■ **Passage given**
========================================================================

In addition, when there is a fire occurring at all the evacuation floors, namely, the first evacuation floor, the second evacuation floor, and the third evacuation floors during an attempt to land the car 8 on each of the evacuation floors, the travel control means 61 performs an operation of further facilitating rescue activities following fire fighting. More specifically, the travel control means 61 lands the car 8 on the lowest one of the non-evacuation floors at which there is no fire occurring, and causes the car 8 to wait at that non-evacuation floor in a door-closed state. That is, the travel control means 61 lands the car 8 on that one of the floors at which there is no fire occurring, and stops a door-opening command from being output from the door opening/closing control means 60 to the car door control device 34. A landing door device (not shown) exhibiting high smoke-blocking performance and high flame-blocking performance is disposed at each of the landings.

========================================================================

■ **Collected material**
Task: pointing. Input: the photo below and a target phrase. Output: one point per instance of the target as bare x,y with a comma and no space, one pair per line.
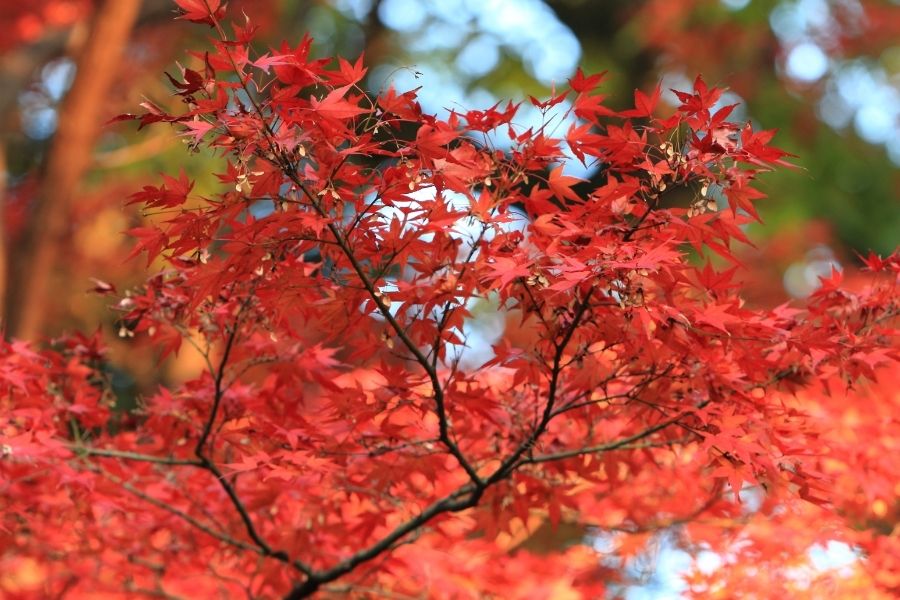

========================================================================

■ **What this task involves**
Continue the passage about the elevator car's travel control during a fire, starting after its final sentence.

■ **Task response**
Next, an operation and a method of operating the elevator apparatus will be described. Fig. 5 is a flowchart showing a travel control operation performed by the travel control means 61 of Fig. 4. Referring to Fig. 5, it is first determined whether or not a fire occurrence signal from any one of the fire sensors 29 has been detected (step S1). When no fire occurrence signal is detected, a normal operation (service) of operating the elevator apparatus is continued (step S2).
On the other hand, when the fire occurrence signal is detected, the use of a landing at a fire occurrence floor is prohibited (step S3). More specifically, the registration of the call made by the fire occurrence floor is invalidated, an indicator disposed at the fire occurrence floor is turned off, and the landing announcement device 25 and the landing display device 27 at the fire occurrence floor annunciate that there is a fire occurring and that the use of the landing is prohibited. Also, announcement information and display information are output to the landing announcement device 25 and the landing display device 27 at each of the non-fire occurrence floors. Then, the landing announcement device 25 and the landing display device 27 annunciate that a rescue operation is being performed (step S4).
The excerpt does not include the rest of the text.